DIRECTIONS >>
Change "pin every instance" to "mark each instance" wherever it occurs in the entries below. Reproduce everything else without alteration.
╔══
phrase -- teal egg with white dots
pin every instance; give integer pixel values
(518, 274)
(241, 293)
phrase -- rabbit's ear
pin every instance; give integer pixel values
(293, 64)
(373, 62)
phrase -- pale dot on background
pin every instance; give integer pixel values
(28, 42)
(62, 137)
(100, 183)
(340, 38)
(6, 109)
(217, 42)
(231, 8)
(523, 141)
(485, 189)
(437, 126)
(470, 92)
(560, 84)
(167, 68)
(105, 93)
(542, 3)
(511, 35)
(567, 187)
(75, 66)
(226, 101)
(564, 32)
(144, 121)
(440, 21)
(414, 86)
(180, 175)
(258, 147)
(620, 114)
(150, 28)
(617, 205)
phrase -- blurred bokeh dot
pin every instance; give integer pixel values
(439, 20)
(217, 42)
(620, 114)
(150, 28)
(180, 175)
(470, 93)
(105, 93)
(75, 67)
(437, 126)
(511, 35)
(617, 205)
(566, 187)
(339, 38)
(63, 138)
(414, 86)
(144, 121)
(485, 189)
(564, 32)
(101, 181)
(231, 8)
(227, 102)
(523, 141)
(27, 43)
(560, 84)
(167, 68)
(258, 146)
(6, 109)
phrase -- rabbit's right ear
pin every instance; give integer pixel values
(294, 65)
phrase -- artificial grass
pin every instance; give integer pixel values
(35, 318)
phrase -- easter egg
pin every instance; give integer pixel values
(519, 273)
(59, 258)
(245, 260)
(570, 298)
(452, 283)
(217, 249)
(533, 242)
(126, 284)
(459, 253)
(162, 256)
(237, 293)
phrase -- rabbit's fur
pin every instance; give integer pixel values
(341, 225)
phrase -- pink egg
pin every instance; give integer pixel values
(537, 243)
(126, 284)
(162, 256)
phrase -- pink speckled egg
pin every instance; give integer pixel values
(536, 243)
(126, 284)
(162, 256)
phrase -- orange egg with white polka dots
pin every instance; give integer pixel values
╚══
FULL RESPONSE >>
phrase -- teal egg with white dots
mark each instance; give integer pixel values
(518, 274)
(241, 293)
phrase -- rabbit's ear
mark each instance; give integer pixel values
(293, 64)
(373, 62)
phrase -- pale dot on background
mark each instance; give integer pixel values
(28, 42)
(62, 137)
(100, 183)
(340, 38)
(6, 109)
(217, 42)
(231, 8)
(523, 141)
(485, 189)
(437, 126)
(470, 92)
(560, 84)
(167, 68)
(105, 93)
(542, 3)
(511, 35)
(567, 187)
(75, 66)
(226, 101)
(564, 32)
(144, 121)
(440, 21)
(414, 86)
(180, 175)
(258, 147)
(620, 114)
(150, 28)
(617, 205)
phrase -- blurred bokeh dot
mark each instance; give integer pixel values
(439, 20)
(217, 42)
(620, 114)
(150, 28)
(180, 175)
(470, 93)
(105, 93)
(75, 67)
(437, 126)
(511, 35)
(617, 205)
(566, 187)
(339, 38)
(63, 138)
(414, 86)
(144, 121)
(485, 189)
(564, 32)
(101, 181)
(231, 8)
(227, 102)
(523, 141)
(27, 43)
(560, 84)
(167, 68)
(258, 146)
(6, 109)
phrase -- rabbit's right ear
mark each instance; give integer pixel values
(294, 65)
phrase -- artificial grass
mark each instance; give integer pixel values
(35, 318)
phrase -- easter egg
mark each instance; give integer pixel values
(519, 273)
(59, 258)
(245, 260)
(570, 298)
(452, 283)
(217, 249)
(533, 242)
(126, 284)
(459, 253)
(162, 256)
(237, 293)
phrase -- rabbit's fur
mark each instance; give integer pixel values
(341, 225)
phrase -- pink egg
mark each instance; give integer pixel values
(537, 243)
(126, 284)
(162, 256)
phrase -- pink speckled egg
mark each instance; give integer pixel values
(536, 243)
(126, 284)
(162, 256)
phrase -- orange egg with white polka dots
mark each instance; give integer pixel values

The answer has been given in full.